*** PROVIDED ENTRIES Section Begins ***
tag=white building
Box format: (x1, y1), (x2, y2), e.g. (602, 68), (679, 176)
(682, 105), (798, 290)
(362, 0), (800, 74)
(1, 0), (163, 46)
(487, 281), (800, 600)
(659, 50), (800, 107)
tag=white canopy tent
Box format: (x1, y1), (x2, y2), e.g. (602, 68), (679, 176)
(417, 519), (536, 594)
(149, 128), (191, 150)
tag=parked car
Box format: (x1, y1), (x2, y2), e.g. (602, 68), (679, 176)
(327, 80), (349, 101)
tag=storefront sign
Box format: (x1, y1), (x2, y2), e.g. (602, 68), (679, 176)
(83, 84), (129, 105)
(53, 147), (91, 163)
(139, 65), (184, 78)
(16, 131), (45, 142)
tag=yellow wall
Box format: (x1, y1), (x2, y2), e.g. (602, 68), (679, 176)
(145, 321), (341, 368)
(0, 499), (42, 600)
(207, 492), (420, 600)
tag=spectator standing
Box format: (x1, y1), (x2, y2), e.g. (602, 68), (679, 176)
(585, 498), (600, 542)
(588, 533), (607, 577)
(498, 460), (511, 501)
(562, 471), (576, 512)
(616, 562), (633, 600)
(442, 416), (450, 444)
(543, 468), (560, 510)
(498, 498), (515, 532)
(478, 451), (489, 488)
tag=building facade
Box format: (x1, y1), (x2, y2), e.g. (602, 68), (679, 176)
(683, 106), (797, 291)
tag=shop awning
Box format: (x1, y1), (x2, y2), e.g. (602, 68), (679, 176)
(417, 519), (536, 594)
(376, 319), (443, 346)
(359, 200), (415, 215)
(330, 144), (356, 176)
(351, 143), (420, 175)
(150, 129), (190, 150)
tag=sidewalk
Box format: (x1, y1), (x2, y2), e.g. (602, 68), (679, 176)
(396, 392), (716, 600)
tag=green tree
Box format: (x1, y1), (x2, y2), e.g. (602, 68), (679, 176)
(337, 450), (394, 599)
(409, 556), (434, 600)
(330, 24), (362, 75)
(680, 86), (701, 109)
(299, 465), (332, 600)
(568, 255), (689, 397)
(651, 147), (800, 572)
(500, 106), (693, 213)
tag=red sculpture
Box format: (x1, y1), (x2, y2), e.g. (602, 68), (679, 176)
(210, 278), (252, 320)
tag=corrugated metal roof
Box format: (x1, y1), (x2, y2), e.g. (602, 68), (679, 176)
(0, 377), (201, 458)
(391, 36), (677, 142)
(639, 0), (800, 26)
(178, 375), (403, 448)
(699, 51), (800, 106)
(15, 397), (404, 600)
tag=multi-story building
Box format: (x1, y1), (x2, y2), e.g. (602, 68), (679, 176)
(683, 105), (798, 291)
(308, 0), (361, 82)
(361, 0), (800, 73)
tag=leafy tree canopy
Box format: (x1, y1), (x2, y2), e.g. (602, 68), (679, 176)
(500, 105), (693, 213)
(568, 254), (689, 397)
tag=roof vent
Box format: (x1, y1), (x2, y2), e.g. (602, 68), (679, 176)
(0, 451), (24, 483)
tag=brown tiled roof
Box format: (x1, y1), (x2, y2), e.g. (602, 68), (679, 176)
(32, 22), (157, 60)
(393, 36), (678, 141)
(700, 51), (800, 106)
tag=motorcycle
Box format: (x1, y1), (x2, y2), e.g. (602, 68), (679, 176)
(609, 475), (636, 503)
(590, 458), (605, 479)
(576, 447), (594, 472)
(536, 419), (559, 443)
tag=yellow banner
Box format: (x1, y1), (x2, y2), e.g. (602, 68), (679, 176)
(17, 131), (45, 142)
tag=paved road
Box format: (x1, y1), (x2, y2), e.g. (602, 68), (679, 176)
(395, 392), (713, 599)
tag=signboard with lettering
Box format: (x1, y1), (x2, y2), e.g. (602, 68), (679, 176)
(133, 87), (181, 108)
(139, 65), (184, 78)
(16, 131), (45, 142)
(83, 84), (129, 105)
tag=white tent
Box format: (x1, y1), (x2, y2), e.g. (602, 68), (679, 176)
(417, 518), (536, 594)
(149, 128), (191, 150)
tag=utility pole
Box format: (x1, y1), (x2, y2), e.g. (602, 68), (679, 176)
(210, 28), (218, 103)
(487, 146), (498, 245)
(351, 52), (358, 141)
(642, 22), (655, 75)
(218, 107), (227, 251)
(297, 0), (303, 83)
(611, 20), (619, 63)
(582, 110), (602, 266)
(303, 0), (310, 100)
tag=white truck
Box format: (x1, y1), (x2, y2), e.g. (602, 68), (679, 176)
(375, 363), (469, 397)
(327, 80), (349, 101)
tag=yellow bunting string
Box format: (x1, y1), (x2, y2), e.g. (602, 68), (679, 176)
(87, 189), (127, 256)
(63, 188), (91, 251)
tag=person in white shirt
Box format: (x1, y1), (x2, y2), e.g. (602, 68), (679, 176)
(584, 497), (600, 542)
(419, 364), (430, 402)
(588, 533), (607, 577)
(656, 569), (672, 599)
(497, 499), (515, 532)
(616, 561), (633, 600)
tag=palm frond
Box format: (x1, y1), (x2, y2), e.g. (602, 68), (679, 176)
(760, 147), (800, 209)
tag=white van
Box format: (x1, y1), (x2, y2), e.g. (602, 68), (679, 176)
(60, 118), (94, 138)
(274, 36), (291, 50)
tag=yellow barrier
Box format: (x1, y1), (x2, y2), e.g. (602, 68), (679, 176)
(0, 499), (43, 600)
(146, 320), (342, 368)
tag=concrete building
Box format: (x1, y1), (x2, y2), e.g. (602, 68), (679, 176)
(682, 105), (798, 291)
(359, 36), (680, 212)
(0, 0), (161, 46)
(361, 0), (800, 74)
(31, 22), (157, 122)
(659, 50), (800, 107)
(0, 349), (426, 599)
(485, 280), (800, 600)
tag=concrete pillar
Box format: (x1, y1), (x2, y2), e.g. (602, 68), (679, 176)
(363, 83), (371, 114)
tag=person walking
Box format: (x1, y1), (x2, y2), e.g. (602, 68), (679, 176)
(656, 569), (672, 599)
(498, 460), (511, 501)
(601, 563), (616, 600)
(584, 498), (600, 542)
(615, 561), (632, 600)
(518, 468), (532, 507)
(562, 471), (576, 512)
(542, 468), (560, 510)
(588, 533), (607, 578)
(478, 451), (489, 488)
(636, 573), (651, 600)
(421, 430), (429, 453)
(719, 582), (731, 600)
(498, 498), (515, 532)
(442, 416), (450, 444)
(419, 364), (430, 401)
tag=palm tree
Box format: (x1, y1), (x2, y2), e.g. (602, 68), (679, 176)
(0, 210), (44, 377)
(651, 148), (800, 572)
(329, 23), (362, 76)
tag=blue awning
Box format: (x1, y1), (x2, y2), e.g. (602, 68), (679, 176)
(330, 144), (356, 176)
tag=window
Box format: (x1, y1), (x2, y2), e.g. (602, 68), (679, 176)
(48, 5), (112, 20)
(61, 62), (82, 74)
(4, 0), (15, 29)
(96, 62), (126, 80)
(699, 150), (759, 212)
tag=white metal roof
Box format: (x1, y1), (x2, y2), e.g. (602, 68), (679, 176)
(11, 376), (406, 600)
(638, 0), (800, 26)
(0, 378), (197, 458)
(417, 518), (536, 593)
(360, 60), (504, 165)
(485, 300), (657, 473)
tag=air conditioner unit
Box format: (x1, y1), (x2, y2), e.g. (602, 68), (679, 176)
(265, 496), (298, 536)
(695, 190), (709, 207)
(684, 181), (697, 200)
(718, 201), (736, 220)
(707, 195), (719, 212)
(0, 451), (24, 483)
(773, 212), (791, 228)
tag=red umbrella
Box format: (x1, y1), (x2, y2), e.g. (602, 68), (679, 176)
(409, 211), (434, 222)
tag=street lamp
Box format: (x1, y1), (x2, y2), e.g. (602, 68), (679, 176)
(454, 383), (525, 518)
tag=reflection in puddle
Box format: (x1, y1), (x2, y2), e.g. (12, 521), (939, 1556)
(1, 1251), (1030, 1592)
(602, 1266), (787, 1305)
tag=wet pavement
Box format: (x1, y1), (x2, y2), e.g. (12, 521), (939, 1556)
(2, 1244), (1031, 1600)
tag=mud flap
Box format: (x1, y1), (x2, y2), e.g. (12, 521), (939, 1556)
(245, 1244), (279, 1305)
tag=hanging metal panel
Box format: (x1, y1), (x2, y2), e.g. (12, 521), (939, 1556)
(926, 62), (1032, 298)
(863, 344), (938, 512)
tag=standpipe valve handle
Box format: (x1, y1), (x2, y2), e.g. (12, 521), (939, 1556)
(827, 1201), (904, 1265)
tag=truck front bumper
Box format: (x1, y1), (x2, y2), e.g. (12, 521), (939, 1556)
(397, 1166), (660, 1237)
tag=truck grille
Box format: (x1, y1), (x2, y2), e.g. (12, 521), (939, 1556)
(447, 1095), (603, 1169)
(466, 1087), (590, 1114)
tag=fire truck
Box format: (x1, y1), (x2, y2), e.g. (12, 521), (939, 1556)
*** PROVIDED ENTRIES Section Ends ***
_EXERCISE_.
Exactly the lines from the one containing "tag=standpipe valve handle" through the end of the listing should be reproduced, both ends included and nothing more.

_WRITTEN SOLUTION_.
tag=standpipe valve handle
Box format: (x1, y1), (x2, y2), e.g. (12, 521), (939, 1556)
(827, 1201), (904, 1265)
tag=truck front bumper
Box format: (x1, y1), (x2, y2), e.g. (12, 521), (939, 1556)
(397, 1166), (660, 1237)
tag=truck grille
Box format: (x1, y1), (x2, y2), e.g. (12, 521), (939, 1556)
(447, 1095), (603, 1169)
(466, 1087), (590, 1114)
tag=fire truck
Box format: (x1, y1), (x2, y2), e.g. (12, 521), (939, 1556)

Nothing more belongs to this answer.